Please count the lines in the records below that contain the string "sample", and give only that number.

Records of object locations:
* * * * * * * * *

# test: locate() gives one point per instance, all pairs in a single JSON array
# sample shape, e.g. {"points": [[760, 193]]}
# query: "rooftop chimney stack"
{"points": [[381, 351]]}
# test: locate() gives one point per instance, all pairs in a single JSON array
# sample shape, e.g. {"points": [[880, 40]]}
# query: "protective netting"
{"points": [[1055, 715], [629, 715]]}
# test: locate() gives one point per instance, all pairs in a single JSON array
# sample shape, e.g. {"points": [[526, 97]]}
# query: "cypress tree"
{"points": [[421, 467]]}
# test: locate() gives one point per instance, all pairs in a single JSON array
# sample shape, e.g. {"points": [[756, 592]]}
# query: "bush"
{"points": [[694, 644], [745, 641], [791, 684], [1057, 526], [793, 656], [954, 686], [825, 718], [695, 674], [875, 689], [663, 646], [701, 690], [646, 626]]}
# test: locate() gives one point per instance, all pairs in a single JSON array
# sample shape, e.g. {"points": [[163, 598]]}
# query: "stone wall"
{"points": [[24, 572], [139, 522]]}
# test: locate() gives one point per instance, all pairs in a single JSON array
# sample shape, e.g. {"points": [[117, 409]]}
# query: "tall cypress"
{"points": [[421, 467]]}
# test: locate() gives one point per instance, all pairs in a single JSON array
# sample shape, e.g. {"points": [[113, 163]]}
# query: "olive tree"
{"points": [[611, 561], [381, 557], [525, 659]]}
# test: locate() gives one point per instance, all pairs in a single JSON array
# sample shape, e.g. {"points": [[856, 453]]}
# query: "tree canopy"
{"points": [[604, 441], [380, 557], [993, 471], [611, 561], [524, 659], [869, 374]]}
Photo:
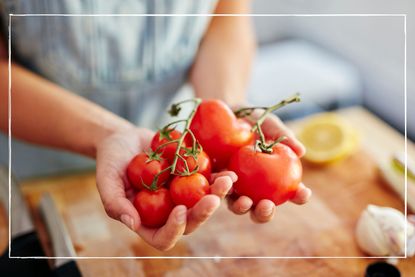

* * * * * * * * *

THE COMPLETED TASK: 8